DIRECTION:
Put every line of the rows below into a Markdown table with two columns, "No." for the line number and "Line" for the line itself, and leave out any blank lines.

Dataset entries
++++++++
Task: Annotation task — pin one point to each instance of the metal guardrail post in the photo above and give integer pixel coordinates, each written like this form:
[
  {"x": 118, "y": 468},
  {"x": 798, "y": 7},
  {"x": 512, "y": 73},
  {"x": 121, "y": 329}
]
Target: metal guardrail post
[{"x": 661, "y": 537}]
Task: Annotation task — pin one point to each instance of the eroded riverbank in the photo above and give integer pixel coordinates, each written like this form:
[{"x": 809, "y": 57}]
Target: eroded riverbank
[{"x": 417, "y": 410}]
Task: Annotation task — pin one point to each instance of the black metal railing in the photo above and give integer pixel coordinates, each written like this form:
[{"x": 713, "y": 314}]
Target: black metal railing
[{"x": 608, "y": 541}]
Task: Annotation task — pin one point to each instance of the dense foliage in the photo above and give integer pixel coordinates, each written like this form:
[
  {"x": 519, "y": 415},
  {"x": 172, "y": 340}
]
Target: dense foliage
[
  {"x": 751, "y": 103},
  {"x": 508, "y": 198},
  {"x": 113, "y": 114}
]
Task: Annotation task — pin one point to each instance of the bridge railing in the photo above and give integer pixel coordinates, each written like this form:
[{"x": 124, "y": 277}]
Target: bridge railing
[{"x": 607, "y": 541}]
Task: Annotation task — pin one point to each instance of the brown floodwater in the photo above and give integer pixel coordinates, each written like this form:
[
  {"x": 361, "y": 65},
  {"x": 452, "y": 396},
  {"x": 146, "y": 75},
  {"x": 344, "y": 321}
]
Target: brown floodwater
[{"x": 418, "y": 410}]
++++++++
ANSWER BELOW:
| No. | Line |
|---|---|
| 1 | Task: Annotation task — pin one point to each instance of the metal guardrail post in the photo above and give integer pixel coordinates, each written like this form: |
| 2 | [ |
| 3 |   {"x": 118, "y": 468}, |
| 4 |   {"x": 798, "y": 7}, |
| 5 |   {"x": 512, "y": 73}, |
| 6 |   {"x": 121, "y": 329} |
| 7 | ] |
| 8 | Target: metal guardrail post |
| 9 | [{"x": 661, "y": 537}] |
| 10 | Task: Annotation task — pin one point to each instance of the eroded riverbank in the photo above and give integer pixel coordinates, each written like this form: |
| 11 | [{"x": 809, "y": 57}] |
| 12 | Target: eroded riverbank |
| 13 | [{"x": 417, "y": 410}] |
| 14 | Task: Annotation task — pin one point to each instance of the black metal railing in the photo above and give integer pixel coordinates, each written like this form: |
| 15 | [{"x": 713, "y": 314}] |
| 16 | Target: black metal railing |
| 17 | [{"x": 608, "y": 541}] |
| 18 | Task: Annotation task — pin one point to each instance of the dense foliage in the photo above and give integer pixel coordinates, each written like this form: |
| 19 | [ |
| 20 |   {"x": 519, "y": 415}, |
| 21 |   {"x": 172, "y": 340} |
| 22 | ] |
| 23 | Target: dense foliage |
| 24 | [ |
| 25 |   {"x": 751, "y": 103}, |
| 26 |   {"x": 508, "y": 198}, |
| 27 |   {"x": 113, "y": 114} |
| 28 | ] |
| 29 | Task: Annotation task — pin one point to each instance of the bridge railing in the photo above and give integer pixel coordinates, each written like this form: |
| 30 | [{"x": 124, "y": 277}] |
| 31 | Target: bridge railing |
| 32 | [{"x": 607, "y": 541}] |
| 33 | Task: Annotation task — pin one point to each instance of the brown floodwater in the photo above and give integer pixel coordinates, each written like this form: |
| 34 | [ |
| 35 |   {"x": 361, "y": 65}, |
| 36 |   {"x": 452, "y": 396}, |
| 37 |   {"x": 146, "y": 75}, |
| 38 |   {"x": 344, "y": 321} |
| 39 | ] |
| 40 | Target: brown floodwater |
| 41 | [{"x": 418, "y": 410}] |